WHAT THE TASK REQUIRES:
Recast the listing below as a Markdown table with the columns Row and Text, numbering each line and leaving out blank lines.
[BEGIN]
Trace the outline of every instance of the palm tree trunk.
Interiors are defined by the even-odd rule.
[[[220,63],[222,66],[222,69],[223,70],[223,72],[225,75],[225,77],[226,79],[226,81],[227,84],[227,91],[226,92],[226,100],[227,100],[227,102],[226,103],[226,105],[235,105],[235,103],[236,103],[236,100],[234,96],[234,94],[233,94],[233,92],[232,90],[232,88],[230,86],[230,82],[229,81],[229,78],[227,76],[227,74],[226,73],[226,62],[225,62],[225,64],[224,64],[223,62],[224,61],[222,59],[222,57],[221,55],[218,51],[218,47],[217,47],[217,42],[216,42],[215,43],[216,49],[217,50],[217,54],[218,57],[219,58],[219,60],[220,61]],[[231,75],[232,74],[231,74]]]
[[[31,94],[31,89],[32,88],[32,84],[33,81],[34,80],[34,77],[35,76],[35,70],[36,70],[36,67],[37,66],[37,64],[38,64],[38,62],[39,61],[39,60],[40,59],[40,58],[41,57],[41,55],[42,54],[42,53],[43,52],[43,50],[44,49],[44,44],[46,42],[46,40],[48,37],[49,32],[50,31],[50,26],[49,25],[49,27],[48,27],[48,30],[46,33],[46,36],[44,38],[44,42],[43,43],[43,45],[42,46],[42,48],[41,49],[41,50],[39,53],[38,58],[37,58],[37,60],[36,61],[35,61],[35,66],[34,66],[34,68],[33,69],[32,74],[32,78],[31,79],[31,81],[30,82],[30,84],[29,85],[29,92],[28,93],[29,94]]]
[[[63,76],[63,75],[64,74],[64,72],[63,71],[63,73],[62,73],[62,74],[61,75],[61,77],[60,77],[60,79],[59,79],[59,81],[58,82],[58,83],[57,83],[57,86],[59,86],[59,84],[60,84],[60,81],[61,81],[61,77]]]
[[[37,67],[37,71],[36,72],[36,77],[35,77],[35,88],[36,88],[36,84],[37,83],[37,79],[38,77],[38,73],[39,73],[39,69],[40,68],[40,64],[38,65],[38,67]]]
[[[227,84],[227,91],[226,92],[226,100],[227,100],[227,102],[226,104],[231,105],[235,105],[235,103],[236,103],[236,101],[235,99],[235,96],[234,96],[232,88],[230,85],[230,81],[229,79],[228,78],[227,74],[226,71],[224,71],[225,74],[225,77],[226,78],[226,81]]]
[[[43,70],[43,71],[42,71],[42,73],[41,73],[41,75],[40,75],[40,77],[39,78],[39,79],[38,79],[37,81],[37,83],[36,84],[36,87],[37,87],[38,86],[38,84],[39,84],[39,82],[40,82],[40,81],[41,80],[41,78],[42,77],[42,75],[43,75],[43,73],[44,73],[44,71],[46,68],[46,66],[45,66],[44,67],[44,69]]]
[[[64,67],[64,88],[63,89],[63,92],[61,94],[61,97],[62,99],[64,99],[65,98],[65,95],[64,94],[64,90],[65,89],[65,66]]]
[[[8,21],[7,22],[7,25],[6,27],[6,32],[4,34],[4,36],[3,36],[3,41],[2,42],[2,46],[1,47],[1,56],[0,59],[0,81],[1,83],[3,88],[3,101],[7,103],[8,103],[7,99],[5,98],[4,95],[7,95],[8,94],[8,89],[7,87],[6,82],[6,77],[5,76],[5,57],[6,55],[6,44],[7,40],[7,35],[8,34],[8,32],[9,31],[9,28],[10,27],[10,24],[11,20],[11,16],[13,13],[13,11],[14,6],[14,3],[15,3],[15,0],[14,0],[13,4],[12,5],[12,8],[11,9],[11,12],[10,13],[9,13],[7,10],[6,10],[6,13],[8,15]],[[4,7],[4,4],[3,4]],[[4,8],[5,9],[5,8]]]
[END]
PROBLEM SOLUTION:
| Row | Text |
|---|---|
| 1 | Trace the outline of every instance of the palm tree trunk. |
| 2 | Interiors are defined by the even-odd rule. |
| 3 | [[[220,63],[222,66],[222,69],[223,70],[223,72],[225,75],[225,77],[226,79],[226,81],[227,84],[227,91],[226,92],[226,100],[227,100],[227,102],[226,103],[226,105],[235,105],[235,103],[236,103],[236,100],[234,96],[234,94],[233,94],[233,92],[232,90],[232,88],[230,86],[230,82],[229,81],[229,78],[227,76],[227,74],[226,73],[226,62],[225,62],[225,64],[224,64],[223,62],[224,61],[222,59],[222,57],[221,55],[218,51],[218,47],[217,47],[217,42],[216,42],[215,43],[216,49],[217,50],[217,54],[218,57],[219,58],[219,60],[220,61]],[[231,75],[232,74],[231,74]]] |
| 4 | [[[31,94],[31,89],[32,88],[32,84],[33,81],[34,80],[34,77],[35,76],[35,70],[36,70],[36,67],[37,66],[37,64],[38,64],[38,62],[39,61],[39,60],[40,59],[40,58],[41,57],[41,55],[42,54],[42,53],[43,52],[43,50],[44,49],[44,44],[46,42],[46,40],[48,37],[49,32],[50,31],[50,26],[49,25],[49,27],[48,27],[48,30],[46,33],[46,36],[44,38],[44,42],[43,43],[43,45],[42,46],[42,48],[41,49],[41,50],[39,53],[38,58],[37,58],[37,60],[36,61],[35,61],[35,66],[34,66],[34,68],[33,69],[32,74],[32,78],[31,79],[31,81],[30,82],[30,84],[29,85],[29,92],[28,93],[29,94]]] |
| 5 | [[[63,76],[63,75],[64,74],[64,72],[63,71],[63,73],[62,73],[62,74],[61,75],[61,77],[60,77],[60,79],[59,79],[59,81],[58,82],[58,83],[57,83],[57,86],[59,86],[59,84],[60,84],[60,81],[61,81],[61,77]]] |
| 6 | [[[37,67],[37,71],[36,72],[36,77],[35,77],[35,88],[36,88],[36,84],[37,83],[37,79],[38,77],[38,73],[39,73],[39,69],[40,68],[40,64],[38,65],[38,67]]] |
| 7 | [[[227,84],[227,91],[226,92],[226,100],[227,100],[227,102],[226,104],[231,105],[235,105],[235,103],[236,103],[236,101],[235,99],[235,96],[234,96],[232,88],[230,85],[230,81],[229,79],[228,78],[227,74],[226,71],[224,71],[225,74],[225,77],[226,78],[226,81]]] |
| 8 | [[[43,70],[43,71],[42,71],[42,73],[41,73],[41,75],[40,75],[40,77],[39,78],[39,79],[38,79],[37,81],[37,83],[36,84],[36,87],[37,87],[38,86],[38,84],[39,84],[39,82],[40,82],[40,81],[41,80],[41,78],[42,77],[42,75],[43,75],[43,73],[44,73],[44,71],[46,68],[46,66],[45,66],[44,67],[44,69]]] |
| 9 | [[[64,67],[64,88],[63,89],[63,92],[61,94],[61,97],[62,99],[64,99],[65,98],[65,95],[64,94],[64,90],[65,89],[65,66]]] |
| 10 | [[[8,21],[7,22],[7,25],[6,27],[6,32],[4,34],[4,36],[3,36],[3,41],[2,42],[2,46],[1,47],[1,56],[0,59],[0,81],[1,83],[3,88],[3,101],[7,103],[8,103],[7,99],[5,98],[4,95],[7,95],[8,94],[8,89],[7,87],[6,82],[6,77],[5,76],[5,57],[6,55],[6,44],[7,40],[7,35],[8,34],[8,32],[9,31],[9,28],[10,27],[10,24],[11,20],[11,16],[13,13],[13,11],[14,6],[14,3],[15,3],[15,0],[14,0],[13,4],[12,5],[12,8],[11,9],[11,12],[10,13],[9,13],[7,10],[6,10],[6,13],[8,15]],[[4,7],[4,4],[3,4]],[[4,8],[5,9],[5,8]]] |